--- Gegeven tekst ---

Oranje boven

Al zijn de files weer helemaal terug, zelf zijn we er nog niet helemaal. Schouwburgen, musea en bioscopen melden dat zij nog lang niet de bezoekersaantallen hebben als voorheen. Alsof wij elkaar toch een beetje ontwend zijn. Ik hoorde iemand zeggen dat wij twee jaar onder het beslag van Corona hebben geleefd, een paar dagen storm hadden en daarna wakker werden in een gruwelijke oorlog. De vermoeidheid die wij voelen, het gebrek aan energie, zou wel eens gediagnosticeerd kunnen worden als een collectieve, maatschappelijke depressie.

Zo kijk je vandaag toch met andere ogen naar het klassieke verhaal van de intocht van Jezus op een ezeltje in Jeruzalem. Onwillekeurig vraag je je daarbij af of ze wel anderhalve meter afstand gehouden zullen hebben. En meer in het algemeen bedenk je: ‘er was tenminste een groot feest’ zoals je op een irrationele manier kunt uitzien naar de viering van Koningsdag terwijl ik eigenlijk helemaal geen feestbeest ben en niet eens van Koningsdag hou.

--- Getoonde lijst ---

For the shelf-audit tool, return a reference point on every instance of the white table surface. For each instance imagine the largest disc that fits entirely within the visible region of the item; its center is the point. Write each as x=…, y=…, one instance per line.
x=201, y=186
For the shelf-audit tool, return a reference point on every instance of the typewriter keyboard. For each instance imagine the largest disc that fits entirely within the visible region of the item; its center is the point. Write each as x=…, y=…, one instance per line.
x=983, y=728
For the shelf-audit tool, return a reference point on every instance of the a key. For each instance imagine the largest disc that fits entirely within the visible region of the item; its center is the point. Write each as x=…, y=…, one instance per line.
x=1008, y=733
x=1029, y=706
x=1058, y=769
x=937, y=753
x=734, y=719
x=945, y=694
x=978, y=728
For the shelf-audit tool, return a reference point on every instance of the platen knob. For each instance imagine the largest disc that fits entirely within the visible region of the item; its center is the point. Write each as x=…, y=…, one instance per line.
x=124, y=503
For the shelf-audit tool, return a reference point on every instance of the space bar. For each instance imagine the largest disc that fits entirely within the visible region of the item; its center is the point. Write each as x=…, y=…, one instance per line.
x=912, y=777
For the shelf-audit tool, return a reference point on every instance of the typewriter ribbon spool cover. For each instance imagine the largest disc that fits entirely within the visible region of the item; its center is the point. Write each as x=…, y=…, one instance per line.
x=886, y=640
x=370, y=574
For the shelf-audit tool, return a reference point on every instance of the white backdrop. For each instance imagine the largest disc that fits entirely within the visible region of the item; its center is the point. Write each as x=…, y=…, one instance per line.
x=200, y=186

---
--- Getoonde lijst ---

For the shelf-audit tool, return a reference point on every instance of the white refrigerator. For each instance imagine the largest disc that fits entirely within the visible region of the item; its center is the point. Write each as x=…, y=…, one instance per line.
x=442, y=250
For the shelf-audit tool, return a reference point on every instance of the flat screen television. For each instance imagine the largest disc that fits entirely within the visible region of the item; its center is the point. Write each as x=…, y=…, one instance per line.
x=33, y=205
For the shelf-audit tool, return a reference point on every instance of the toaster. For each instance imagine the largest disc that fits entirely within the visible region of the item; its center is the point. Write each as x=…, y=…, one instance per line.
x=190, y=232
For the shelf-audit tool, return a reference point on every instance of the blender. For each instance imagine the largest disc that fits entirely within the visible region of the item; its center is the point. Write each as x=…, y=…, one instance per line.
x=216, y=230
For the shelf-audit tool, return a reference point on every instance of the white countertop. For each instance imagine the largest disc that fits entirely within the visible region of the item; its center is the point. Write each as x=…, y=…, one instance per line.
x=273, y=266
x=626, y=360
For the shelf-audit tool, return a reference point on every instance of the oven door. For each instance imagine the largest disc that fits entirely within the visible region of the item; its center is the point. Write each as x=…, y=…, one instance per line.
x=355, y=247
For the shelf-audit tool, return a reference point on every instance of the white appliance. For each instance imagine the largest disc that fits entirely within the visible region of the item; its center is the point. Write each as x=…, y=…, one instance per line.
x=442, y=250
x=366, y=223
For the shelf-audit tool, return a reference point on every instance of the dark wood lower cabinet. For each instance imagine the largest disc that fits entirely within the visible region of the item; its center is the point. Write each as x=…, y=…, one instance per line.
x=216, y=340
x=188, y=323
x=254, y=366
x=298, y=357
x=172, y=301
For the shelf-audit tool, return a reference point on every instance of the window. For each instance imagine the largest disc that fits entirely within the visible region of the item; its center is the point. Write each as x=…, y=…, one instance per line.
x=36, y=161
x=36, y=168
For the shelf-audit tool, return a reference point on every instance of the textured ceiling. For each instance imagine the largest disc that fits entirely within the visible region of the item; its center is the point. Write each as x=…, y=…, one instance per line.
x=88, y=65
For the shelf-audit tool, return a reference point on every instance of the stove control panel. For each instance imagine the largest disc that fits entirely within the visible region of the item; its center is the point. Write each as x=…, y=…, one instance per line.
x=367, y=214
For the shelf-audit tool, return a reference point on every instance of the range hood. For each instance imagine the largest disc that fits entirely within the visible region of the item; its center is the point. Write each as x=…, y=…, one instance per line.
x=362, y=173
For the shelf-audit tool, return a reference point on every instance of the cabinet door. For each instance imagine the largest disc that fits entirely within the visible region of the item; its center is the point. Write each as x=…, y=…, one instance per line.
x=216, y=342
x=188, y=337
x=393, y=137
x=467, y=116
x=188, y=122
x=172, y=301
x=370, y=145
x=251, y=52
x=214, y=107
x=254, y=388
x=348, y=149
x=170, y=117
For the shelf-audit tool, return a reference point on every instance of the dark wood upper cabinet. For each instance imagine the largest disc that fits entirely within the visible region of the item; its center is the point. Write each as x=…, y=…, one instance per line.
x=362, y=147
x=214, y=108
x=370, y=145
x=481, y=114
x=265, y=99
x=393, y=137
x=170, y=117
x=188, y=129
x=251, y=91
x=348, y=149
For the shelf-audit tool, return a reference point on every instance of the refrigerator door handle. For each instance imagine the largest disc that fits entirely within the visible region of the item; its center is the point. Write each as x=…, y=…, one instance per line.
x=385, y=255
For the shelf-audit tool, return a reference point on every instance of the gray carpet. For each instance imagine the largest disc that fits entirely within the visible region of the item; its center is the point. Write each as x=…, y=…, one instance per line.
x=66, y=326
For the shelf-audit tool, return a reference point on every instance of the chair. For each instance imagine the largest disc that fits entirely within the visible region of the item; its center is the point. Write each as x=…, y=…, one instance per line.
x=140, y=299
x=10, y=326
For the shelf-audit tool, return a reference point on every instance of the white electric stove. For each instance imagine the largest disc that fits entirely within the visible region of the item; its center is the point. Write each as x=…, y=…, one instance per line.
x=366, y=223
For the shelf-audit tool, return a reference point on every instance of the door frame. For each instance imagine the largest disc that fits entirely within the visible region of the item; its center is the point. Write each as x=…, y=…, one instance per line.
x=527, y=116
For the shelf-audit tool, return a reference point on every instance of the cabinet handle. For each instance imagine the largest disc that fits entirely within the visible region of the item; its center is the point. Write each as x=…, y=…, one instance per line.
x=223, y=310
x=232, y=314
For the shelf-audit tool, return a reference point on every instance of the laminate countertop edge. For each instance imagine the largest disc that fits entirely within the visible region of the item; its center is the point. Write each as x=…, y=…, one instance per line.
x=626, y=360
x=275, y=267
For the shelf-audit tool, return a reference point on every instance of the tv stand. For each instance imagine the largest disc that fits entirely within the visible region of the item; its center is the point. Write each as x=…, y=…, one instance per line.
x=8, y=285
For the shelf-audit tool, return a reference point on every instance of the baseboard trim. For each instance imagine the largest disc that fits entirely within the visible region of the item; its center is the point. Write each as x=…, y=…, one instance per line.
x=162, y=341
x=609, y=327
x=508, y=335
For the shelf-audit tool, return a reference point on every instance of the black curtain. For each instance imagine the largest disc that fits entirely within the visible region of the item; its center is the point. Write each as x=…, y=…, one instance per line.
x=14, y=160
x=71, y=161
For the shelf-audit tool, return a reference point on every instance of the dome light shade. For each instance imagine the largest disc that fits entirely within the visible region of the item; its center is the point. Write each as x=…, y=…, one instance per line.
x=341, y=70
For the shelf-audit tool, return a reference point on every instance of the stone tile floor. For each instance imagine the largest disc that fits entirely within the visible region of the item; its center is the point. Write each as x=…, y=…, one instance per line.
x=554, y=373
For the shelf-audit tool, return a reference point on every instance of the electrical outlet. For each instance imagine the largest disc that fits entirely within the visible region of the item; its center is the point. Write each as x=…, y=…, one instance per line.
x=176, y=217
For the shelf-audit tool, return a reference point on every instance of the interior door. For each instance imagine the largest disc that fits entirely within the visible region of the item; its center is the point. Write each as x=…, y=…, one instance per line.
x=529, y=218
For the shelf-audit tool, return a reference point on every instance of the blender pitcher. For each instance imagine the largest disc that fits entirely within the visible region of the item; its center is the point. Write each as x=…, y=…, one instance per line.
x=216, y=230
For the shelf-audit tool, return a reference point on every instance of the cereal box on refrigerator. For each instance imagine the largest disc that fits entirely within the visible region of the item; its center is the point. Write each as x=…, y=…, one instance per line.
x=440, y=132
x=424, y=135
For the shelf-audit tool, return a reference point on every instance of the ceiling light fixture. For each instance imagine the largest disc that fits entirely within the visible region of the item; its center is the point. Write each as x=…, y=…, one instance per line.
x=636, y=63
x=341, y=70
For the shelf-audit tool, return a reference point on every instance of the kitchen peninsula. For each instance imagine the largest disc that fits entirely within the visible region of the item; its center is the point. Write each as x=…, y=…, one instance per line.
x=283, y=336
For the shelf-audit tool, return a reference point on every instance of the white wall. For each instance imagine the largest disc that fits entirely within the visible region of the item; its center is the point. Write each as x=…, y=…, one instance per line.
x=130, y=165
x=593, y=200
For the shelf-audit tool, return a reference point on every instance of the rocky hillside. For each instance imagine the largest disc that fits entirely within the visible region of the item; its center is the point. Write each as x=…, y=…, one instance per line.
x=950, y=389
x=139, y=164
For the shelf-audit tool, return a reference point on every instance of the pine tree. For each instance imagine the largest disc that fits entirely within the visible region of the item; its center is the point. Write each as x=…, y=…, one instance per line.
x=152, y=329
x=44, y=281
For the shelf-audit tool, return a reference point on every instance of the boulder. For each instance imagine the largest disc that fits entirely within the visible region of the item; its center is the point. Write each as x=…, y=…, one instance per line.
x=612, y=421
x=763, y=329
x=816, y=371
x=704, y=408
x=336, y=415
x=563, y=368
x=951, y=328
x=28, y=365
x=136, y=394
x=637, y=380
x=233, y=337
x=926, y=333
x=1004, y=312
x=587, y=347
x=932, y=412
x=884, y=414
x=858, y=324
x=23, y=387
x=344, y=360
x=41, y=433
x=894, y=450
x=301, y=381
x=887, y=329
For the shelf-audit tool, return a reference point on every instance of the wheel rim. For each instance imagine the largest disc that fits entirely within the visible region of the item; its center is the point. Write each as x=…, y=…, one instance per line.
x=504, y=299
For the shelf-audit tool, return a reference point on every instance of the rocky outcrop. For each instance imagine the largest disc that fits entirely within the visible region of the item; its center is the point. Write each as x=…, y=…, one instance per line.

---

Wat moet je doen> Welke plekken hebben volgens het stuk "Oranje boven" nog lang niet zoveel bezoekers als vroeger? De lijst speelt hier geen enkele rol.

Oplossing> Schouwburgen, musea en bioscopen.